Page excerpt →
I cannot tell what is the greater illusion, therefore.  The optimistic eye sees plenty of good, only it can be wrong.  The pessimistic eye is only worth having because it invariably is wrong.  Still, to put down all loads means the troubles are set aside as well, and one can only hope for wise discernment in picking the assorted implements back up for further use.  The scene in here is decidedly quiet, as I find myself with a brief interval of unremarkable spirits.  At least I'm not directly out there, making a fool of myself by displaying out-and-out depravity and malady as the euphorically-accepted components of some swallowed bundle that I had left for good reason in times like this.  It always seems that the conviction of absolute good in one's carried accessory is shot down as a matter of course by those of stronger inspired intellect.  One is shown up as charlatan and fool, the moment he declares that he "has something", but all persons, in their day-to-day mediocrity, perform as authentically as any mystic could approve.  The good and the bad must therefore be expressed in combination, for it is only then that their union is guaranteed to have at least some good in it in absolute terms.  This, after all, is why error among men is tolerated to the extent it is.  The flesh is guaranteed its frustration, in its shortfall of ethereal motivation.  But then the full-time denizens of the heavenly host can't ever come "down here", so that may be why they put up with listening to us--we on earth do not accept goodness and glory because of the hardness of our hearts.  The angels, therefore, are reminded of the advantages of their estate.

No, I'm not sure what I really should do today.  Not all that much looks good.

"Bo"

13 February 2003 -- A sustained time in enclosure

It has snowed some more in the last few days, and remained quite bitterly cold.  Thus has occurred such phenomena as frost-patterns on the plate glass window panes and the blowing of surface snow to create a glittering "substance" to the air above the scrub of the clearing.  The sun looks quite intense for some reason today, and indeed, nearly two months have passed since Solstice.  With a suitable array of garments, to include polypropylene long johns and well-waxed full leather boots, I can get around in good style out there, though the drifting tendency of this latest cover makes it essentially futile to dig paths.  Indeed, there are substantial drifts on the windward side of the Cabin, these tending to pour over onto the front porch, and if I were not coming and going so often through the front door, I might expect it to have a knee-high layer built up by now.  Out in back, of course, in the lee, there are areas where the remains of last year's grass can be seen, especially near the location of the gravity-fed shower near the back porch.  Still, it is all in all a snowfield up here in the hollow, and one that does not accommodate itself well to such mammalian transplants as myself.  Were it not for the sun today, I suspect it would be quite cold inside, so I am glad to have a living room window with the exposure it does, early in the day.  The fire is burning in its "maintenance" state, and is always there when the chill strikes me.  Today, however, I am sufficiently content with just a lightweight cover on the sofa.

Extracted data →
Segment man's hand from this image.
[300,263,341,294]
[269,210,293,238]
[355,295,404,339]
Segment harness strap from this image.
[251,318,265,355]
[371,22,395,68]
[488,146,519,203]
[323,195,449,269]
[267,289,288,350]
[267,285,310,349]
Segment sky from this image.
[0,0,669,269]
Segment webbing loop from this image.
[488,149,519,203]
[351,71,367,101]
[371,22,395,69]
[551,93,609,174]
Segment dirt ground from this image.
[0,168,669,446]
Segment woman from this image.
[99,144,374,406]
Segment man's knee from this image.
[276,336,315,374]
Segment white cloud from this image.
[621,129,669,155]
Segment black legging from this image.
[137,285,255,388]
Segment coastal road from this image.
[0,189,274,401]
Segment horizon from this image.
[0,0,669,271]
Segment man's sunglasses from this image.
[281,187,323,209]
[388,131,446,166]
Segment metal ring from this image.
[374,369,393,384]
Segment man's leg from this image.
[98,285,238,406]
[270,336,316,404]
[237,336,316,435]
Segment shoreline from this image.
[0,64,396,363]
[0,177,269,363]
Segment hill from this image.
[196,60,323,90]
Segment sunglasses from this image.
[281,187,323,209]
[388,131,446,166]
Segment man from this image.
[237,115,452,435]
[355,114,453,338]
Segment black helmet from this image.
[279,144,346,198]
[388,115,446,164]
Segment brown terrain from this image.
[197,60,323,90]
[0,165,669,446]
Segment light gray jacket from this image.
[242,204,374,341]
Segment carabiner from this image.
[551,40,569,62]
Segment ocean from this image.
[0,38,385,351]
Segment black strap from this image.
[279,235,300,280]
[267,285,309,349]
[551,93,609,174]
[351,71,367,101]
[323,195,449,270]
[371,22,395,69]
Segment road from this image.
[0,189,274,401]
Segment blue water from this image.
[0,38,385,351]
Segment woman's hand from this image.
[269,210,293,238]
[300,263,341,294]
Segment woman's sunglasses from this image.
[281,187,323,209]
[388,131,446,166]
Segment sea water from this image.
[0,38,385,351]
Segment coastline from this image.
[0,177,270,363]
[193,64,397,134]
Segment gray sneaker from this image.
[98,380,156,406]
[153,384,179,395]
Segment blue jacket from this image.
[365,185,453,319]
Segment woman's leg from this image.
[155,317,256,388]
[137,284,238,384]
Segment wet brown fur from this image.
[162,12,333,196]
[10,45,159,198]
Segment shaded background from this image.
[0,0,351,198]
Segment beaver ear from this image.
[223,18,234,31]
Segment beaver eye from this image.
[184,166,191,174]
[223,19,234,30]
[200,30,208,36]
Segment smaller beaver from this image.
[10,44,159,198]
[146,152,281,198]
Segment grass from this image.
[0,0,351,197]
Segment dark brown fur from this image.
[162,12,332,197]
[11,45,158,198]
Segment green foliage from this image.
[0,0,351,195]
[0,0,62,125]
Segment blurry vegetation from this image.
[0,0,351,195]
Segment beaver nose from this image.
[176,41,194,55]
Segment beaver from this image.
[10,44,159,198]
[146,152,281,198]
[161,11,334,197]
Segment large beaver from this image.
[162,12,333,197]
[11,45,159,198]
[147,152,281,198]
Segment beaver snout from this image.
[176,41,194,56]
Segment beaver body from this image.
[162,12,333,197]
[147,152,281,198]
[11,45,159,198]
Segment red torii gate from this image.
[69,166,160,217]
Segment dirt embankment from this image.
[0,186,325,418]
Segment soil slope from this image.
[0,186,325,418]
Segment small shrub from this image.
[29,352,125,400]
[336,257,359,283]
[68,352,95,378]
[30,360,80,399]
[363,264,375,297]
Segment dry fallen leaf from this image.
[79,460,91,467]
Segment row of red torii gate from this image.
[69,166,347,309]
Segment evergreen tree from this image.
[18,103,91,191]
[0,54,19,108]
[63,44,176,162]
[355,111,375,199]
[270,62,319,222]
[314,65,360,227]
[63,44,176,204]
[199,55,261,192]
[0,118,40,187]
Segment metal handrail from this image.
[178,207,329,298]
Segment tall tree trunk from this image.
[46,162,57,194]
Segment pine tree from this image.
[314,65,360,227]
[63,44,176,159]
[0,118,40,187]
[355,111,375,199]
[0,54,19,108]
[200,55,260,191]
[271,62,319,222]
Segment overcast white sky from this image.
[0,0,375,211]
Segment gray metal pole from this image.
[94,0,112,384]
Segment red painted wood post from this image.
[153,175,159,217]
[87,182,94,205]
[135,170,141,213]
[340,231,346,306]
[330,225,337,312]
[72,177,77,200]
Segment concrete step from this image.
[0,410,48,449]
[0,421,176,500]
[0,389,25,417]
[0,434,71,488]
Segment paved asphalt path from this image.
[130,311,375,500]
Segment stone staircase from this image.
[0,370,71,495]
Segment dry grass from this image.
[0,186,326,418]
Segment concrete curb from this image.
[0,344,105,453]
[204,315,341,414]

What this exercise asks →
1. Answer these from the journal excerpt:
(a) What are the angels reminded of?
(b) What date heads the entry titled "A sustained time in enclosure"?
(c) What garments does the narrator list for getting around outside in good style?
2. Swap "concrete curb" for "stone curb" in the records, starting with the line "Segment dry grass from this image." and going on through the last line of the records. Give back only those lines, with everything else unchanged.

The results →
1.
(a) The advantages of their estate.
(b) 13 February 2003.
(c) Polypropylene long johns and well-waxed full leather boots.

2.
Segment dry grass from this image.
[0,186,326,418]
Segment stone curb from this image.
[0,344,105,453]
[204,315,341,414]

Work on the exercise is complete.